[Information supplied — start]

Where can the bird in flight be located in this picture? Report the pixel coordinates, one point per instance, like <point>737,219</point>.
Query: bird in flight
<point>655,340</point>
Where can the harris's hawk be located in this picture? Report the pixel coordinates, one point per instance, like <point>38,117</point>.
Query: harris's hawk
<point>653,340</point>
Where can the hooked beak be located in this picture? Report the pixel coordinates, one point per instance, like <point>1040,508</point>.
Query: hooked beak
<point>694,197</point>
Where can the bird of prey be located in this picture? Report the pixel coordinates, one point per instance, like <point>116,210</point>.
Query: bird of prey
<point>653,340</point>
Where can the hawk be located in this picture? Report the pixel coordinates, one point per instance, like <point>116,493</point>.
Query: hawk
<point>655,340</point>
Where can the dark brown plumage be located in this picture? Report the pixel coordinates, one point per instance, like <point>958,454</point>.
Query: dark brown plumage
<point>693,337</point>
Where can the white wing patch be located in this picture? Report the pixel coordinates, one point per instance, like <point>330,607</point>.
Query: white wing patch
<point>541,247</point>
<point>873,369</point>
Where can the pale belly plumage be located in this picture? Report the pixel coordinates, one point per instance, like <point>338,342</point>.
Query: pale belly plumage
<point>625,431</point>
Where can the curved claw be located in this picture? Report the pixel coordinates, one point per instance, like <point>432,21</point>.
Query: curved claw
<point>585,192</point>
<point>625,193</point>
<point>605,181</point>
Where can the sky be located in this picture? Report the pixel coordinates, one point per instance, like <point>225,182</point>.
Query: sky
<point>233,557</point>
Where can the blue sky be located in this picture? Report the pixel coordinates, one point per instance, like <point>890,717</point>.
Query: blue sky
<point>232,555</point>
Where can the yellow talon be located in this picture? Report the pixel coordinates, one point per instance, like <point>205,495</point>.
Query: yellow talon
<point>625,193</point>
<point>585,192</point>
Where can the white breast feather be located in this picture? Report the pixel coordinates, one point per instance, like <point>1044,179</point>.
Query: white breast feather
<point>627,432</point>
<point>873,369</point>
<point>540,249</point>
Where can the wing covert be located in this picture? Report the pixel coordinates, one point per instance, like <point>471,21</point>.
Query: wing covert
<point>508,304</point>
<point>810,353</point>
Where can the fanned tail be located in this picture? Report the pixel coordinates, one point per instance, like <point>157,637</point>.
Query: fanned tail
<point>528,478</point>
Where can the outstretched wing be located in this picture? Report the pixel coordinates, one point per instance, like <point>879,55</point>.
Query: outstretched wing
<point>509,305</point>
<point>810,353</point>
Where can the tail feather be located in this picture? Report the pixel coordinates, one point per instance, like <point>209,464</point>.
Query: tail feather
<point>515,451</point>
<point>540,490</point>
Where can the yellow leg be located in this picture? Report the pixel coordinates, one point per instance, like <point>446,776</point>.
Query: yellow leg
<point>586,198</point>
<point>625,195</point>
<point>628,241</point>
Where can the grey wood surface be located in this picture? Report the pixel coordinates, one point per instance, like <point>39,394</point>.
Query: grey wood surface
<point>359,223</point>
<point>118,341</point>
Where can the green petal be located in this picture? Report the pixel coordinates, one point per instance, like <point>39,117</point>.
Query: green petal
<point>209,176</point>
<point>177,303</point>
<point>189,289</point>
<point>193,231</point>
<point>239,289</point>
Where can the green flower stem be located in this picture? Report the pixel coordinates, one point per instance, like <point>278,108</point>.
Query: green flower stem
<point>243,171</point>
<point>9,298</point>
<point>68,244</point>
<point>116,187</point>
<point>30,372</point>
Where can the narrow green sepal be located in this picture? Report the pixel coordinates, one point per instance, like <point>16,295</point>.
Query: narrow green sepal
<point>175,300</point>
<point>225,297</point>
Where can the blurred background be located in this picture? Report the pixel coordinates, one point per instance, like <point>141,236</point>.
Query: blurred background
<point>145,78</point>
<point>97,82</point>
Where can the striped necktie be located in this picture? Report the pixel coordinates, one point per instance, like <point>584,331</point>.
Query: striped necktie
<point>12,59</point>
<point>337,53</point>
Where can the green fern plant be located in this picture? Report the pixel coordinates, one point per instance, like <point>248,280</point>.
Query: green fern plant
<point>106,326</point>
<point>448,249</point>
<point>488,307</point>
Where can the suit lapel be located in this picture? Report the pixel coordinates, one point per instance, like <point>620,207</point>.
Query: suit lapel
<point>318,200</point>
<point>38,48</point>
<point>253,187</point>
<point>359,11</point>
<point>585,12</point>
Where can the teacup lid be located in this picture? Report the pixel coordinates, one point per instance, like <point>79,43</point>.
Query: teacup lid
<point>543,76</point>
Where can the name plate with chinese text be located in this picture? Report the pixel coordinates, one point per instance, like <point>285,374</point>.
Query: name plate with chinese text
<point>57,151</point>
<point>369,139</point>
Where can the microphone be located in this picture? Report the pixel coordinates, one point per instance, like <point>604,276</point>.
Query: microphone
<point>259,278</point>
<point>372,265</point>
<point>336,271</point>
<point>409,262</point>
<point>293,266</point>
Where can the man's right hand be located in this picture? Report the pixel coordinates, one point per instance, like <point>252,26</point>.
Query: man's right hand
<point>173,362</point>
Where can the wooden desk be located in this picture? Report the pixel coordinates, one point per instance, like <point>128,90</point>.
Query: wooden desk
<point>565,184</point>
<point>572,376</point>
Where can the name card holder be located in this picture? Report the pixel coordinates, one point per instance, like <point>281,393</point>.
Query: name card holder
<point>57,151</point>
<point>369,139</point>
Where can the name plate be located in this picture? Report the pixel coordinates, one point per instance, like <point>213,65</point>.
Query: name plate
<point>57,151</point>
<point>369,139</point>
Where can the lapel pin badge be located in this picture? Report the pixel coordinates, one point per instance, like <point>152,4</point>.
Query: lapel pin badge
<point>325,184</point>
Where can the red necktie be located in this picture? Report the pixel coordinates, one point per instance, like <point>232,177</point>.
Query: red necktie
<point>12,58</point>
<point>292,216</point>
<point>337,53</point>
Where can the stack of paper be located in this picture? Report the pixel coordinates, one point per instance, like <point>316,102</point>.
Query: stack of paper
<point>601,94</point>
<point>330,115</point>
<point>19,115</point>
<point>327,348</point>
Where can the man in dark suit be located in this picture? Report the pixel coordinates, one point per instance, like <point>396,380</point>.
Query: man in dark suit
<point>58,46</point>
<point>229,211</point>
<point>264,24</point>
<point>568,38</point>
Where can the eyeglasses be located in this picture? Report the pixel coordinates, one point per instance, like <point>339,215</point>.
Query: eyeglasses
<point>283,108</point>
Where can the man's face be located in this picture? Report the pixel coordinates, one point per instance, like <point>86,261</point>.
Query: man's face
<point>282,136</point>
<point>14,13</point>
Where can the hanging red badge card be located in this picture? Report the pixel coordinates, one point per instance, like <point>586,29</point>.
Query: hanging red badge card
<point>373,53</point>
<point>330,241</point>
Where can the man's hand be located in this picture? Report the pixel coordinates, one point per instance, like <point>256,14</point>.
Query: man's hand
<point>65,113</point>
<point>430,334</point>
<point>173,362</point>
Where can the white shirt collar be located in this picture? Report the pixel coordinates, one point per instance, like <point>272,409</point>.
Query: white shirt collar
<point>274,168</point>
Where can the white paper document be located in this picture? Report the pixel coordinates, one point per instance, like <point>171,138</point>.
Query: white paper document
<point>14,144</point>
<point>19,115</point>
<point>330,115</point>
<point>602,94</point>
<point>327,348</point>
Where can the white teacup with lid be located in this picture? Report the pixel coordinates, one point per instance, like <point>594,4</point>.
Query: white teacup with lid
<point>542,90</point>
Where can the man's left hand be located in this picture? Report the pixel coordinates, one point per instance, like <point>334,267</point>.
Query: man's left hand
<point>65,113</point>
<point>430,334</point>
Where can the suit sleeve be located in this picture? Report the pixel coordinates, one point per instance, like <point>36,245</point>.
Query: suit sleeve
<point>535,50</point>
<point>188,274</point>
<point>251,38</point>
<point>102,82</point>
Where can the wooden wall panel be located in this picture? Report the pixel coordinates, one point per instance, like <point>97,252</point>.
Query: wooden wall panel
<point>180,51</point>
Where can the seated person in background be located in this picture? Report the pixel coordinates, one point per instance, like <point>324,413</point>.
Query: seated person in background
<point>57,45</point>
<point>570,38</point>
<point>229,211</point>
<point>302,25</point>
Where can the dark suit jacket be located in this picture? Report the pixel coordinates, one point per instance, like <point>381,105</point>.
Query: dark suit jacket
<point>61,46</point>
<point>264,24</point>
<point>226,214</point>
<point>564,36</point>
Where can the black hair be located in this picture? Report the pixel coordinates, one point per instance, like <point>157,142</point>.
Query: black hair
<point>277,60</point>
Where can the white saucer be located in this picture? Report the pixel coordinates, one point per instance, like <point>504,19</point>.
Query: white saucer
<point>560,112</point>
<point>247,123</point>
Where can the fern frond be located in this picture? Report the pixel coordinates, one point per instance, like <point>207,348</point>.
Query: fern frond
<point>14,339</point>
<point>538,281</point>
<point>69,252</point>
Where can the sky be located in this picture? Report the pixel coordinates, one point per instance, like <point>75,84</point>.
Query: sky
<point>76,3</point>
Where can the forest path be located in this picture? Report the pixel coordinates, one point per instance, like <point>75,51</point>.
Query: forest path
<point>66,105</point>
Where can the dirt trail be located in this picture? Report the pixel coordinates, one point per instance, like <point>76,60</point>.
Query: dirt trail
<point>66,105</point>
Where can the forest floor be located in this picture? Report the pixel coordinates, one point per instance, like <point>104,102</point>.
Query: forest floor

[Information supplied — finish]

__Exercise__
Give again, word for word, every line of the listing above from the one with "Query: white shirt collar" to the one with "Where can the white paper", both inclusive, and nothing beyond them.

__Result for this task__
Query: white shirt collar
<point>274,168</point>
Where can the white paper document be located in this picture? Report the pixel coordinates, one point per instance, like <point>171,138</point>.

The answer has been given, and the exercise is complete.